(EXERCISE BRIEF) Among the records that follow, find the line with "- **Query**: police epaulette" and the line with "- **Query**: black police cap". Set down those lines and all lines between them exactly, without adding anything.

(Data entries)
━━━━━━━━━━━━━━━━
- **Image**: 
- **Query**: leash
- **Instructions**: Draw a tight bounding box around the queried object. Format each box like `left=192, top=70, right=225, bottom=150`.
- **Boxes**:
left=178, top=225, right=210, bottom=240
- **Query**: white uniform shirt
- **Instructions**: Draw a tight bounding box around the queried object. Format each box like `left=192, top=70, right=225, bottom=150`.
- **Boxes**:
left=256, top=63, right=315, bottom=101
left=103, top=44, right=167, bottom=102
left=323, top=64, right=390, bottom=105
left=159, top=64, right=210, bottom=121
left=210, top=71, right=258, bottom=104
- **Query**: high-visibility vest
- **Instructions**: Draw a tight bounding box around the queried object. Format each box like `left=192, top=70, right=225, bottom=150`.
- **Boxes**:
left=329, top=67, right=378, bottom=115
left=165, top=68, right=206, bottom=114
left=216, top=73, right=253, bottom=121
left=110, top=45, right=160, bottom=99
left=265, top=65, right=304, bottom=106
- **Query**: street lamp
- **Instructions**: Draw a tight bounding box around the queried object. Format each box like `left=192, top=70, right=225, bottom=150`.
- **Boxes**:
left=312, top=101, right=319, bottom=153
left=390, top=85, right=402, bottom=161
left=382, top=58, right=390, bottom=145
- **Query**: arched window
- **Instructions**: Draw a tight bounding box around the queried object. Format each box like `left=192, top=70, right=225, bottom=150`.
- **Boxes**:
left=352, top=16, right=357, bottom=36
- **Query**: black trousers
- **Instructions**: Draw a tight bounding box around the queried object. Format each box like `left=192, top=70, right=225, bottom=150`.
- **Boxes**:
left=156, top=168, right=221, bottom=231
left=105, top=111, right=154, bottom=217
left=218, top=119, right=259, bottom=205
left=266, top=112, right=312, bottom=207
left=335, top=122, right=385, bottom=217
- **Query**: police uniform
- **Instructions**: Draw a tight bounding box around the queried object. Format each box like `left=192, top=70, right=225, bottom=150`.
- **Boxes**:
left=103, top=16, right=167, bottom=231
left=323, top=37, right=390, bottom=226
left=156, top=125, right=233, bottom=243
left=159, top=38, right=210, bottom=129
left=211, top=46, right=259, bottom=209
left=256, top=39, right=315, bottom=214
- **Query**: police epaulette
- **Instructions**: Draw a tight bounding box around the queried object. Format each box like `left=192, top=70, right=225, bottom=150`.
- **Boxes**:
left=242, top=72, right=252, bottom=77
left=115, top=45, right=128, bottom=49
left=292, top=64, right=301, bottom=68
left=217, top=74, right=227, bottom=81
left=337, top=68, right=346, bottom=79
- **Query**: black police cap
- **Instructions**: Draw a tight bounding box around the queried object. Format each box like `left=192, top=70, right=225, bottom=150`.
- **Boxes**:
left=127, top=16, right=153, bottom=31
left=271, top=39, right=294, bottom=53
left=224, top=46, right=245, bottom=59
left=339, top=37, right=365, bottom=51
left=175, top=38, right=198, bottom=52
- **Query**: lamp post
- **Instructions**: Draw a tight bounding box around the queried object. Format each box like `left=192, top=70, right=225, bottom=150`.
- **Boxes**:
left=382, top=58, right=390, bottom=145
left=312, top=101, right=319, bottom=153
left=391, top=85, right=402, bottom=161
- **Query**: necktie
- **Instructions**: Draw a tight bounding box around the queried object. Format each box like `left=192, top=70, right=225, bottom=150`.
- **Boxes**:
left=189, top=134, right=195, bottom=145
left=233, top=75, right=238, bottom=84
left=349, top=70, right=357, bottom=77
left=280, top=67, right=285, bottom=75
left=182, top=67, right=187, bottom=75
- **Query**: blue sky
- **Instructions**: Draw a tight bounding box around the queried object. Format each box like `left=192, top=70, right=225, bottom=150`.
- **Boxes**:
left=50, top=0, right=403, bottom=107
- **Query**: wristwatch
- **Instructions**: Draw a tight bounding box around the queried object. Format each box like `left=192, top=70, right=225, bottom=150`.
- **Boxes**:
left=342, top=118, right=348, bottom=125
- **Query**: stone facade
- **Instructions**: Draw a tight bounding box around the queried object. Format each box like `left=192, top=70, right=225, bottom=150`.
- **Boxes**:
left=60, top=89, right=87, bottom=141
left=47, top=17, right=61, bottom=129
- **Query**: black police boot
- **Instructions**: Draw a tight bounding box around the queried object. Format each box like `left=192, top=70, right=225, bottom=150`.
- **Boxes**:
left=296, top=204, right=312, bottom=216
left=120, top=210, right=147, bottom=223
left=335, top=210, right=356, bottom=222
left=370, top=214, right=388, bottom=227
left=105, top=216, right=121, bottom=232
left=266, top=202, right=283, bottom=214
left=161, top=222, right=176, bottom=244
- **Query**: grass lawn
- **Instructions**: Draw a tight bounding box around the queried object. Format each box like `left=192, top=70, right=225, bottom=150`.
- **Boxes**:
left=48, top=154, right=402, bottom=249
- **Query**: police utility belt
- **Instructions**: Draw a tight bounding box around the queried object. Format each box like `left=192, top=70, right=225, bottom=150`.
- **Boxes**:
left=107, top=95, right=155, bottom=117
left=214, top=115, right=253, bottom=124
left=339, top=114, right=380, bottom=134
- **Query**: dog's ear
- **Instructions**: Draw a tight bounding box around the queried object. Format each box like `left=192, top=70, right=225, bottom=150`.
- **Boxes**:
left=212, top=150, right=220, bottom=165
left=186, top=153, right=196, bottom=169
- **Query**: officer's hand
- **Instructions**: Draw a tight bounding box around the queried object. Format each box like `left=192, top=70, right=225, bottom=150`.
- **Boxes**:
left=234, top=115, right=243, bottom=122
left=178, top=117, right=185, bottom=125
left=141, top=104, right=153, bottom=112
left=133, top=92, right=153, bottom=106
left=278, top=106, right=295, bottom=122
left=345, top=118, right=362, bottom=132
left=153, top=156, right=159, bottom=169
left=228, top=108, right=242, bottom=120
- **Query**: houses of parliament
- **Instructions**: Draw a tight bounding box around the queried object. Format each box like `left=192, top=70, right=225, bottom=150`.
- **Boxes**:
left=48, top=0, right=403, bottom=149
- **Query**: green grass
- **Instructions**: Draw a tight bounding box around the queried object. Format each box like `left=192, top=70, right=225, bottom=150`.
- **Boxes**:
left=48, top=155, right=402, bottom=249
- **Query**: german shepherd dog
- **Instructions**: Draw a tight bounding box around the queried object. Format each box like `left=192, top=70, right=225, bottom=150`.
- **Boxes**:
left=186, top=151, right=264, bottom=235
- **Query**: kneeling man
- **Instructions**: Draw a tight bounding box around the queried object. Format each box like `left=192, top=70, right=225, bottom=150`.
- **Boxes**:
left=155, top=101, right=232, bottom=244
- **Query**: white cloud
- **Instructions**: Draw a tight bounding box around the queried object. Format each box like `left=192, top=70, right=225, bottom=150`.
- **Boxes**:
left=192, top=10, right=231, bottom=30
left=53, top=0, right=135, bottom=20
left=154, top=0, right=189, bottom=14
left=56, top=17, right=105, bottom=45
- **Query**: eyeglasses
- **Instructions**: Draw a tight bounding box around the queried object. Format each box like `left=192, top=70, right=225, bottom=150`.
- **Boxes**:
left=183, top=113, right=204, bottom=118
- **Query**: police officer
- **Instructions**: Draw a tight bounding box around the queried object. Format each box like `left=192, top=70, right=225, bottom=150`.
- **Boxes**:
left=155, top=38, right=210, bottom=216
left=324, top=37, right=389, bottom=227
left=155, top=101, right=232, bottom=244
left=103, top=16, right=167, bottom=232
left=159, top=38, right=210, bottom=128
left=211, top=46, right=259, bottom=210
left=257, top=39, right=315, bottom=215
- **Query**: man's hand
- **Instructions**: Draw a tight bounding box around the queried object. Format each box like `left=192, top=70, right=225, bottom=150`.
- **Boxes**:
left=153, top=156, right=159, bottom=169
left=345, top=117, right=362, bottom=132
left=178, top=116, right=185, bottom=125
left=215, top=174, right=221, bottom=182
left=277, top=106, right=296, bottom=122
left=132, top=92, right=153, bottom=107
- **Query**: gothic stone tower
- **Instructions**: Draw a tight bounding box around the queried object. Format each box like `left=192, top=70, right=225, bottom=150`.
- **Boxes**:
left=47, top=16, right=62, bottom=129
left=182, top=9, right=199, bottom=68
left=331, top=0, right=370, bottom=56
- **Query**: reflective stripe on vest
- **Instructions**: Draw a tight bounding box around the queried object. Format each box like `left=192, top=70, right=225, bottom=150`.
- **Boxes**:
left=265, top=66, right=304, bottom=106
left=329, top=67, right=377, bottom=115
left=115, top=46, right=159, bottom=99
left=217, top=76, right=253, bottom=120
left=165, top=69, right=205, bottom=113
━━━━━━━━━━━━━━━━
(ANSWER TO THIS PROBLEM)
- **Query**: police epaulette
- **Instructions**: Draw a tight bounding box around the queried object. Format each box like `left=192, top=70, right=225, bottom=150`.
- **Boxes**:
left=242, top=72, right=252, bottom=77
left=115, top=45, right=128, bottom=49
left=292, top=64, right=301, bottom=68
left=217, top=74, right=227, bottom=81
left=337, top=68, right=346, bottom=79
- **Query**: black police cap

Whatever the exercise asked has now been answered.